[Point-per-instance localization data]
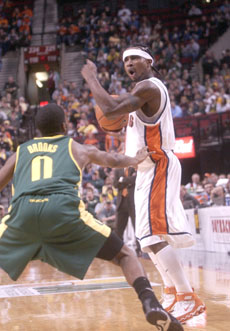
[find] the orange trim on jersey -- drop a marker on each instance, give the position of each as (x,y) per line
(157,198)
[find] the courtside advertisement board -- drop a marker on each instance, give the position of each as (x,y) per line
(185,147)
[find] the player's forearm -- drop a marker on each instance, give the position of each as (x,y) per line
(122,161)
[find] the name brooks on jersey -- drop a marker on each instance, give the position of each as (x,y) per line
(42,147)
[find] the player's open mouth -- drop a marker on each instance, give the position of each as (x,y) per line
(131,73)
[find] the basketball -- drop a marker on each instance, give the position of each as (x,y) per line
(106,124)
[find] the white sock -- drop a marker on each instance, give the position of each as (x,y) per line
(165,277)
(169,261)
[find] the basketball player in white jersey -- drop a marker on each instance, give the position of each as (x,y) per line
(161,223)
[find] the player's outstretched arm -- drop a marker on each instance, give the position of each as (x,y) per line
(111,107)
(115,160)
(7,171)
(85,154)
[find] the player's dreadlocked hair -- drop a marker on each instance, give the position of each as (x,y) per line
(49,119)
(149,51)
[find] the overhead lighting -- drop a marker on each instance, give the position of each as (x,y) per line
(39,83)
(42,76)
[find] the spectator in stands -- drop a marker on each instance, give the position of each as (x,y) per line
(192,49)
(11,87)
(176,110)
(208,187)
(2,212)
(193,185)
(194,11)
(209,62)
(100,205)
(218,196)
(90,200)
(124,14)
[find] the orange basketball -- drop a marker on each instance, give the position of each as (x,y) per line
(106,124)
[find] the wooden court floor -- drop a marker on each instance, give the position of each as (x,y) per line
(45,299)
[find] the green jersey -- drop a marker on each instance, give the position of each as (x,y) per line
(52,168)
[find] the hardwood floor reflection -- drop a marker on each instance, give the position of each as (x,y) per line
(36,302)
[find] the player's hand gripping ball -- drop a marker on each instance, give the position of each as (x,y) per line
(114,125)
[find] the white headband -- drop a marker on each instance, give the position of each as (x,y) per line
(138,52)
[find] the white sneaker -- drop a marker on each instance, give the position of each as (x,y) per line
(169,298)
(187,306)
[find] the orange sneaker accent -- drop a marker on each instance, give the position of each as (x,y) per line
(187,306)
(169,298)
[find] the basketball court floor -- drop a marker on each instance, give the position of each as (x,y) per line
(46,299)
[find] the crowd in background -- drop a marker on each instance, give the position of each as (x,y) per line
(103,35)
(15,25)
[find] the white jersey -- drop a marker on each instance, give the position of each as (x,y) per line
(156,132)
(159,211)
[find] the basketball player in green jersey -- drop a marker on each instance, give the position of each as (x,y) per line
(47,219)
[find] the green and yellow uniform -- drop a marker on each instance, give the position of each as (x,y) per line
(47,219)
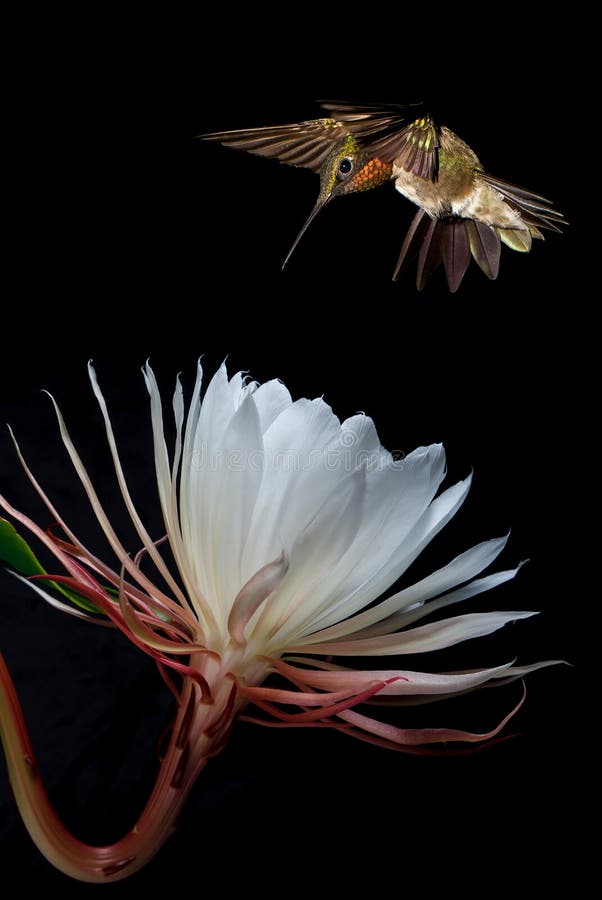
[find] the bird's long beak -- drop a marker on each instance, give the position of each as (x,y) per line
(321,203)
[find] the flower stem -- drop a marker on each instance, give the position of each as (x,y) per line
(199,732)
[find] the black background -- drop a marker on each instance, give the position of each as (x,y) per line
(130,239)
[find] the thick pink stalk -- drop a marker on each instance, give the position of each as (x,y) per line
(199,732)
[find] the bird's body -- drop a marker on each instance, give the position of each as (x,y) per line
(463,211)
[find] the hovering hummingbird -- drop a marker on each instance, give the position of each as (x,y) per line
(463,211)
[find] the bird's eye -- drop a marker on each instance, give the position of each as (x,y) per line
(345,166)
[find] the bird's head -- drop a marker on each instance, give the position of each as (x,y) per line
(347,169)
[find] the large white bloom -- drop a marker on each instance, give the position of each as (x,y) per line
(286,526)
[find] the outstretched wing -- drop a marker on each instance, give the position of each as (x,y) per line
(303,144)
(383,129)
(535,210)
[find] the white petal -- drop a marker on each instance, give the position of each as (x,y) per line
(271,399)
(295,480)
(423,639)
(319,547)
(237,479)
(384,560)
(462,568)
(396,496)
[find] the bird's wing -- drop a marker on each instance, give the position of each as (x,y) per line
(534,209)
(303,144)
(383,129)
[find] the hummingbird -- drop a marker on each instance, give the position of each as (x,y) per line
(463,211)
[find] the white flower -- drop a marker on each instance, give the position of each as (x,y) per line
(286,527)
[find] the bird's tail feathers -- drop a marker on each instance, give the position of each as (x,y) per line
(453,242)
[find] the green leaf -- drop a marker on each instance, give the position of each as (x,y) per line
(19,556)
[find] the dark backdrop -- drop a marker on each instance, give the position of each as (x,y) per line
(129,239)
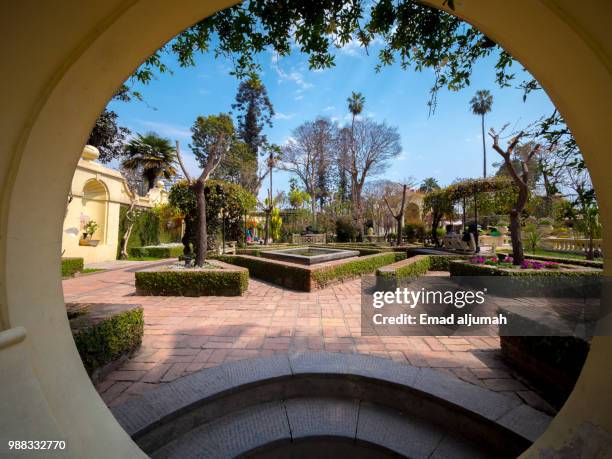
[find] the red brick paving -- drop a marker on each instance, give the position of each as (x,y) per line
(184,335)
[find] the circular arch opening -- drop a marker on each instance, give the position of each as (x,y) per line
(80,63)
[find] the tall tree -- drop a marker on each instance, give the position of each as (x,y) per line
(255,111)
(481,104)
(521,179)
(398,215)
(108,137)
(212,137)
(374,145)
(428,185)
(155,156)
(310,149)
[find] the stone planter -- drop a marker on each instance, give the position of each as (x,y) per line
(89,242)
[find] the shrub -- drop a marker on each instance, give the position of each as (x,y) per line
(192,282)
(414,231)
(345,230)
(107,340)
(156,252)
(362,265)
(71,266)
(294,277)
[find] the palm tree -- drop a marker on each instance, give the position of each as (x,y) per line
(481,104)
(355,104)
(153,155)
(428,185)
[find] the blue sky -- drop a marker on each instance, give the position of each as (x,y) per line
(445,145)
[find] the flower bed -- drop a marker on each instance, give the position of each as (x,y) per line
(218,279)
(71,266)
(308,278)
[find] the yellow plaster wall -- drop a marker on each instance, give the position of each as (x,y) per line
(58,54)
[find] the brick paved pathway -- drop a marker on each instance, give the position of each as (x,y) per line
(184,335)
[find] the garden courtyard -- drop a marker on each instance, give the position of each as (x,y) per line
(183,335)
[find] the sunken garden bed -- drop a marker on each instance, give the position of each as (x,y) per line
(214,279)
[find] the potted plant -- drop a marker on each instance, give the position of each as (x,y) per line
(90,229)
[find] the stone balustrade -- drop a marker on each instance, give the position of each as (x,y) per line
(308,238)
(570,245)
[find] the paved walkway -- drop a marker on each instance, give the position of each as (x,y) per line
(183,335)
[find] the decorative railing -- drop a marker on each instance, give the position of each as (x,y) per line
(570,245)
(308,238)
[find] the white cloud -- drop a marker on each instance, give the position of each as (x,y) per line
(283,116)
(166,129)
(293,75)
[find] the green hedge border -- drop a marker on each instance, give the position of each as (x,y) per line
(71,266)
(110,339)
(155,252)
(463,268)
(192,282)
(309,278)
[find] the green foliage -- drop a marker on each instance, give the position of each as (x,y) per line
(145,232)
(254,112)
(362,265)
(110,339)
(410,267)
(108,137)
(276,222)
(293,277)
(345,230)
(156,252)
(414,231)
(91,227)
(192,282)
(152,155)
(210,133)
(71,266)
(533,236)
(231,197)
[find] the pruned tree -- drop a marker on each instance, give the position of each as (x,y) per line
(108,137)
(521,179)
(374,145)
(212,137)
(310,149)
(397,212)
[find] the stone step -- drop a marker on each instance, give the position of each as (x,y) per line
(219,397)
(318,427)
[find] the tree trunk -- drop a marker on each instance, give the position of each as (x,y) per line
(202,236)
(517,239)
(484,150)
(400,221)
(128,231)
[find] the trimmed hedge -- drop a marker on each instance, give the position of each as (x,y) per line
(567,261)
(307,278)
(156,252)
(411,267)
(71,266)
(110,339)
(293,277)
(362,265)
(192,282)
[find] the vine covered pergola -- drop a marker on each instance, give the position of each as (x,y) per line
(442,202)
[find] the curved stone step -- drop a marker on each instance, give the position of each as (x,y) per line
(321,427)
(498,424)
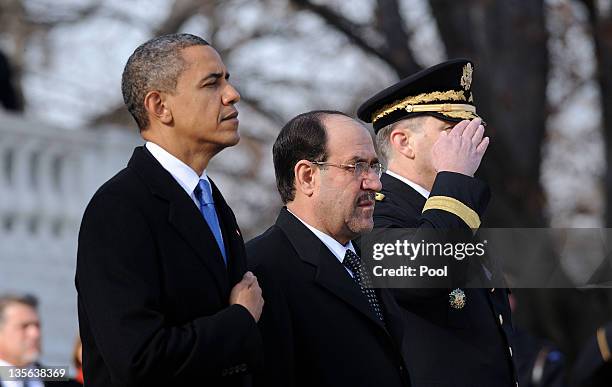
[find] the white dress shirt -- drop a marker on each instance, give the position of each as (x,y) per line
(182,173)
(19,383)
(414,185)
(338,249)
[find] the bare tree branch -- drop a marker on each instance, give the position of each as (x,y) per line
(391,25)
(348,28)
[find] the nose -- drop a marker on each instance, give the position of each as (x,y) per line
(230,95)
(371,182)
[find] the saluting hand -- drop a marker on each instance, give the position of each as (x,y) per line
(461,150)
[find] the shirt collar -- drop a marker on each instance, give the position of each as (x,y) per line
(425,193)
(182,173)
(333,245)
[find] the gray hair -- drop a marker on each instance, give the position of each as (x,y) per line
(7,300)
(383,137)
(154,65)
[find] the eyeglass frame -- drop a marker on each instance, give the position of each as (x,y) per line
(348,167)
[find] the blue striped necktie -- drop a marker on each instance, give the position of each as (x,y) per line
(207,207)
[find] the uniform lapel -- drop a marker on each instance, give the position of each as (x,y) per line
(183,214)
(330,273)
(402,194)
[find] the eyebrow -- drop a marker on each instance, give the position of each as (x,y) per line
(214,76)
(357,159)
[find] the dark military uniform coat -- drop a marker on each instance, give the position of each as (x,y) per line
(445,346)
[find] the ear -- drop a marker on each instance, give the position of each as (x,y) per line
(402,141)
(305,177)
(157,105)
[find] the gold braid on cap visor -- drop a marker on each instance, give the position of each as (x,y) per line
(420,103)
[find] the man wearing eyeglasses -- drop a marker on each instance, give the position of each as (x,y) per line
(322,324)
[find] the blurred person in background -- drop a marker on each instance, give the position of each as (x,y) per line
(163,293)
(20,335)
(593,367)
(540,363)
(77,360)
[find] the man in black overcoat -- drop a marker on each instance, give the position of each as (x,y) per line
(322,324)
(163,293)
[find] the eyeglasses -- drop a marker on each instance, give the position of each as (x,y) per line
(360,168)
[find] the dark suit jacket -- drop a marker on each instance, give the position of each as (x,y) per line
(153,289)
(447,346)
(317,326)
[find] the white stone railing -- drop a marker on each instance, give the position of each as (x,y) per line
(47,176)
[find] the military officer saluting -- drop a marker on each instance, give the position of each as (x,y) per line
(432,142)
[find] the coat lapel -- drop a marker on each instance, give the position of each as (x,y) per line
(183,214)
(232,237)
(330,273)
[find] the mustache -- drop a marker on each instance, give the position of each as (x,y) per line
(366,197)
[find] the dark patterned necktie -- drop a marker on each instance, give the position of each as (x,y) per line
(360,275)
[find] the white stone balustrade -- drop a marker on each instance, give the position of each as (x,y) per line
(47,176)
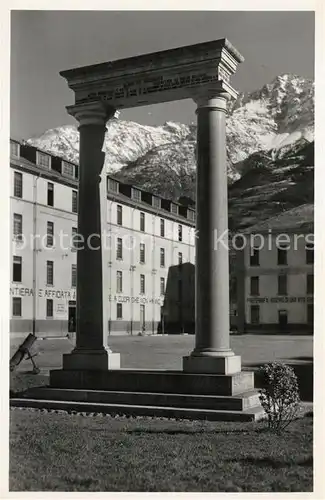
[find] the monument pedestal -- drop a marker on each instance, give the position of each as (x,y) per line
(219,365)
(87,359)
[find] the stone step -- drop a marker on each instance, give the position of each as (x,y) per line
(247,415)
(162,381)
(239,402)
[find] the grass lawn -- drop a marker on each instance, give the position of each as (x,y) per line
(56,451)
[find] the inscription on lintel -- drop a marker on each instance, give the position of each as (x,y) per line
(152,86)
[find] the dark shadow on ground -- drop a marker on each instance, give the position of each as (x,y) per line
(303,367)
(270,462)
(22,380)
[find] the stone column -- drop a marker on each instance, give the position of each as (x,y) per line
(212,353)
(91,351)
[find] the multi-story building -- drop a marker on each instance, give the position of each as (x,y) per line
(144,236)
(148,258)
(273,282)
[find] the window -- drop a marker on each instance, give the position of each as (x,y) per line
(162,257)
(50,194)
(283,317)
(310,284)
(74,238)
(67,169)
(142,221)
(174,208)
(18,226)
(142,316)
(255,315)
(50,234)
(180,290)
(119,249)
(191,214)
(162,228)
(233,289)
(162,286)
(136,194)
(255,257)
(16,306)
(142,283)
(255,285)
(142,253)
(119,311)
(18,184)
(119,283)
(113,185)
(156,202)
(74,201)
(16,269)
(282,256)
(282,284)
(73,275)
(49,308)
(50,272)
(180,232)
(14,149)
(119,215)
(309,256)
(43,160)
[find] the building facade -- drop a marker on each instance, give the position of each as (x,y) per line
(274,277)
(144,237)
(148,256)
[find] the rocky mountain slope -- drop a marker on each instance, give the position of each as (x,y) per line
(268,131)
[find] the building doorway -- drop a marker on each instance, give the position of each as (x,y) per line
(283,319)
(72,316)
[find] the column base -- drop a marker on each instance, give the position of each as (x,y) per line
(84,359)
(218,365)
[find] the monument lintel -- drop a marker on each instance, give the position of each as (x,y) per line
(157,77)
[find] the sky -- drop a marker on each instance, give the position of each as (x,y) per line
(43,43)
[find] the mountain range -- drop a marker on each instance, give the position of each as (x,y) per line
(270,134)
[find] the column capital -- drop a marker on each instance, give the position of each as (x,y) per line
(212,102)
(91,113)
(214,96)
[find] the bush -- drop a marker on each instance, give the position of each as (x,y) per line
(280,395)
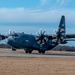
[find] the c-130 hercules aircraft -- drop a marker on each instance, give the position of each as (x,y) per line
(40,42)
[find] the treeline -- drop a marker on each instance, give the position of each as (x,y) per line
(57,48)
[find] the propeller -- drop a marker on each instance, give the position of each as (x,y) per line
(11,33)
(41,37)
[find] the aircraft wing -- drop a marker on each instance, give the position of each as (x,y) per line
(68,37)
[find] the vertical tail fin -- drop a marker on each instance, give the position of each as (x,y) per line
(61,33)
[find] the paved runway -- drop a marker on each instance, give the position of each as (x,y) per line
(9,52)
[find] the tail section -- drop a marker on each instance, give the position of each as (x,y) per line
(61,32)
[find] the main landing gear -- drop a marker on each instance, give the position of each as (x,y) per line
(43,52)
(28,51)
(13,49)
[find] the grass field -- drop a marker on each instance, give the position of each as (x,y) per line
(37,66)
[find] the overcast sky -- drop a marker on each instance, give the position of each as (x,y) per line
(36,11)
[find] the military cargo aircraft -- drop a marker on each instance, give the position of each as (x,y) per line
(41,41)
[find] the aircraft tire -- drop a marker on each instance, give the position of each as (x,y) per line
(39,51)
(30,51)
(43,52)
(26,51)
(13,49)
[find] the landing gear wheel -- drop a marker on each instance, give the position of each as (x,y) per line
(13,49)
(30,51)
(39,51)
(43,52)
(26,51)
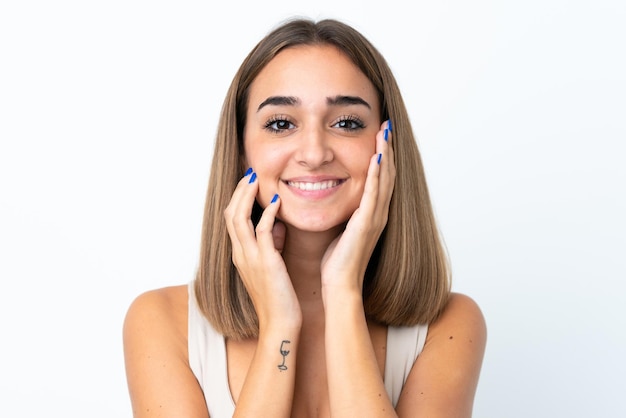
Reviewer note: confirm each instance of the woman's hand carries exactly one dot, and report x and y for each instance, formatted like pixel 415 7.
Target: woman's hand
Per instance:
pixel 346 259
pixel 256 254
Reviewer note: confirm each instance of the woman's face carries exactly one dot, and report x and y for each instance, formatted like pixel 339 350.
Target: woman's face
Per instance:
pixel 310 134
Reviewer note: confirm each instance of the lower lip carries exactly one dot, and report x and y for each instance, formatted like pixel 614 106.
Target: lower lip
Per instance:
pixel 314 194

§ ACTIVITY
Which lines in the data above hold the string "carries"? Show each one.

§ TASK RESULT
Reviewer note: confirm each instance of the woman's hand carries exactly one dot, and report x and y for each instance, formatted like pixel 415 7.
Reviewer note: confirm each instance of the woman's face carries exactly one dot, and report x and y for each instance, formatted like pixel 339 350.
Reviewer note: confirm each instance of the lower lip carries exactly one dot, and report x and y for each instance, formatted like pixel 614 106.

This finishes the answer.